-- START Recorded information --
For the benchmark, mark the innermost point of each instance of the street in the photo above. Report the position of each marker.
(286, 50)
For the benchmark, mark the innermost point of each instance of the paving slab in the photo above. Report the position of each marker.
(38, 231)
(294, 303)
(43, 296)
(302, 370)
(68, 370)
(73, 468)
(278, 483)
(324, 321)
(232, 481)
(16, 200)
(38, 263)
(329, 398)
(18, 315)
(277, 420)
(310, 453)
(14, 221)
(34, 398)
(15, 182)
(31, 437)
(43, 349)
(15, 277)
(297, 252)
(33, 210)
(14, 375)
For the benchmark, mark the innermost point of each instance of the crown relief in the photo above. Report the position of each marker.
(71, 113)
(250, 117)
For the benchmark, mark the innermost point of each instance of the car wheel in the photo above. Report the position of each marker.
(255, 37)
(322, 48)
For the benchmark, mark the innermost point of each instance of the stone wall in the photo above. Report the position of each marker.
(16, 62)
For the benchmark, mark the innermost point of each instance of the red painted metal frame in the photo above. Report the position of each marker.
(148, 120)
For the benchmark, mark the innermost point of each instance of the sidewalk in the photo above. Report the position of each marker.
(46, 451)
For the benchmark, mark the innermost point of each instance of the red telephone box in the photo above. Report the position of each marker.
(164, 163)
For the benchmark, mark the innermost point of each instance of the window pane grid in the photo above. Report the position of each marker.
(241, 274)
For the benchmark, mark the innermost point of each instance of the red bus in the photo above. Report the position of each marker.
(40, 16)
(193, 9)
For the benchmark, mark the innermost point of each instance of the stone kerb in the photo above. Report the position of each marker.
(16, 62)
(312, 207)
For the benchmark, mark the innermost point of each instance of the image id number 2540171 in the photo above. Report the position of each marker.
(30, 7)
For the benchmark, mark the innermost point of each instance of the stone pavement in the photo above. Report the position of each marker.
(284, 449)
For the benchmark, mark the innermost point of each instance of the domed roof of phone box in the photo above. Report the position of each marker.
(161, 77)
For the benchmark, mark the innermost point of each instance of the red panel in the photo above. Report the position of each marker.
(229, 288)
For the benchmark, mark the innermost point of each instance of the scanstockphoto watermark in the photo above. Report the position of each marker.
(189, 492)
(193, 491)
-- END Recorded information --
The whole listing above needs to be written out again exactly.

For the benchmark, mark the innermost point of each instance of the street in the photo above. Report the position of each marker.
(286, 50)
For the benchmark, mark the innermost point of each instance of the paving slab in the photo above. Report the position of each marker.
(38, 231)
(294, 303)
(43, 296)
(302, 370)
(68, 370)
(73, 468)
(278, 483)
(324, 321)
(232, 481)
(16, 200)
(38, 263)
(329, 398)
(18, 315)
(277, 420)
(310, 453)
(14, 221)
(34, 398)
(15, 182)
(31, 437)
(43, 349)
(15, 277)
(297, 252)
(33, 210)
(14, 375)
For the benchmark, mark the innermost point of each instance of the crown relief in the photo above. Report the position of each marker.
(71, 113)
(250, 117)
For the benchmark, mark the innermost point of each instance of the car wheel in the photo above. Report the position of each marker.
(255, 37)
(322, 48)
For the benchmark, mark the innermost point of each instance of the stone wall in the photo above. Report the position of each marker.
(16, 62)
For the benchmark, mark the innermost point of each instance of the red painted metal frame in the photo above. Report the position of each marker.
(148, 120)
For the benchmark, mark the innermost point of each instance of the sidewalk in the photo above. Report the position of each marker.
(46, 451)
For the benchmark, mark the innermost point of each instance of the red telephone box in the photo above. Report the position of each marker.
(164, 163)
For the benchmark, mark the innermost point of each instance of the window pane grid in the photo above. Report the position of each marker.
(241, 274)
For the benchmark, mark the innermost point of each instance of the red bus in the photo above. Report the position of each marker.
(40, 16)
(193, 9)
For the benchmark, mark the innermost point of each instance of the stone kerb in the photo above. Report the position of each marker.
(16, 62)
(312, 207)
For the benchmark, mark the innermost point of each instance of the image id number 2540171 in the photo above. Report the position of each marker.
(30, 7)
For the benchmark, mark the innermost point of each instance of the stone pavement in the photo above. Report the position of each marker.
(284, 449)
For the benchmark, mark the innermost point of each instance of the domed roof of phone box in the photo above. Report the position of each marker.
(161, 77)
For the benchmark, mark the innermost point of each instance of the red panel in the photo above. Report the position of each marker.
(229, 288)
For the benchmark, mark the innermost point of each instance of the scanstockphoto watermark in the photo above. Report the position of each marker.
(189, 492)
(193, 491)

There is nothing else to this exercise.